Exercise instructions:
Transcribe the records in full, keeping every character as it is.

#### Given records ####

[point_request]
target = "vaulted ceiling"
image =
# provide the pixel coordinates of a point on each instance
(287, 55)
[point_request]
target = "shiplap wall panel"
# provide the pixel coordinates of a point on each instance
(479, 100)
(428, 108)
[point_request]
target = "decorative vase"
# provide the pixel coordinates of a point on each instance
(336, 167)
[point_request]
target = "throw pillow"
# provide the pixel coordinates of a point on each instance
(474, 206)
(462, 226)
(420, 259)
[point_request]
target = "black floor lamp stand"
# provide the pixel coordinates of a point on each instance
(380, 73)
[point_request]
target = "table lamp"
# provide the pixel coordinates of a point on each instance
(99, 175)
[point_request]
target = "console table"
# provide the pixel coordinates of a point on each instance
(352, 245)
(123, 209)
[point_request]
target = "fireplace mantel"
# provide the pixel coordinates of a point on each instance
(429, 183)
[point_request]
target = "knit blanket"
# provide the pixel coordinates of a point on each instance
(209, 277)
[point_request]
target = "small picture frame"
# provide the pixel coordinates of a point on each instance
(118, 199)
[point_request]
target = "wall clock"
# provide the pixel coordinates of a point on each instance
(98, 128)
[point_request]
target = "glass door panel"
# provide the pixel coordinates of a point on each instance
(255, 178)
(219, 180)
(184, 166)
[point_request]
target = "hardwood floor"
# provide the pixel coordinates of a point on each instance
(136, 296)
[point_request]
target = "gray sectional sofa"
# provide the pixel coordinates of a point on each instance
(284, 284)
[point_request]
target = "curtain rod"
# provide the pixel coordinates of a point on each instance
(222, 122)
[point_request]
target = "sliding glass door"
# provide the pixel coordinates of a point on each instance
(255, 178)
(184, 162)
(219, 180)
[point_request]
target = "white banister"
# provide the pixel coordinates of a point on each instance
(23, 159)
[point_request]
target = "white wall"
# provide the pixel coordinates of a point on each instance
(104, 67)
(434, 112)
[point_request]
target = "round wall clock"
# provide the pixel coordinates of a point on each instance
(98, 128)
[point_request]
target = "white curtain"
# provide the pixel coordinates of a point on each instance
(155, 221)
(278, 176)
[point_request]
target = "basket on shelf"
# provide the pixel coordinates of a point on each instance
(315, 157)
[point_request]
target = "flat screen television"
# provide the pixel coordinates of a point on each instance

####

Reply to the task:
[point_request]
target = "vaulted ceiling"
image =
# provide the pixel coordinates of a point on each instance
(287, 55)
[point_request]
target = "shiplap wall panel"
# provide the pixel coordinates of a point on each instance
(479, 100)
(428, 108)
[point_request]
target = "decorative vase"
# provide the pixel coordinates of a point on each instance
(336, 167)
[point_request]
target = "throw pillow"
# provide the pixel coordinates of a point on each instance
(474, 206)
(462, 226)
(420, 259)
[point_request]
target = "black floor lamp stand"
# provide the pixel coordinates of a point on each instance
(380, 73)
[point_request]
target = "table lamp"
# provide the pixel coordinates of a point on each instance
(99, 175)
[point_request]
target = "console table"
# provide the pixel coordinates of a point on each instance
(352, 245)
(123, 209)
[point_request]
target = "fireplace mantel"
# provide the pixel coordinates of a point on each instance
(429, 183)
[point_request]
target = "knit blanket"
# provide the pixel coordinates of a point on each instance
(209, 277)
[point_request]
target = "small picture frame"
# provide the pixel coordinates of a point on each instance
(118, 199)
[point_request]
target = "wall clock"
# provide the pixel coordinates of a point on each instance
(98, 128)
[point_request]
target = "glass door panel"
# provide the pixel coordinates of a point on each instance
(255, 178)
(219, 180)
(184, 166)
[point_request]
target = "hardwood floor"
# provide the pixel coordinates of a point on each instance
(136, 296)
[point_request]
target = "gray sectional sofa"
# provide the pixel coordinates of a point on each instance
(284, 284)
[point_request]
target = "curtain rod"
# provide the pixel coordinates of a point on each instance
(222, 122)
[point_request]
target = "sliding glass door"
# provide the pixel coordinates of a point on each instance
(255, 178)
(184, 162)
(219, 180)
[point_request]
target = "white banister"
# provide the pixel coordinates of a point on each instance
(23, 159)
[point_request]
target = "white wall"
# provide the pixel coordinates of a point on each instance
(104, 67)
(434, 112)
[point_request]
target = "round wall clock"
# provide the pixel coordinates of a point on each instance
(98, 128)
[point_request]
target = "white curtain"
# provide the pixel coordinates of a point on each instance
(155, 221)
(278, 176)
[point_request]
target = "basket on shelf"
# provide the pixel coordinates of a point on each instance
(315, 157)
[point_request]
target = "flat screen television"
# provide the pixel coordinates of a point on each instance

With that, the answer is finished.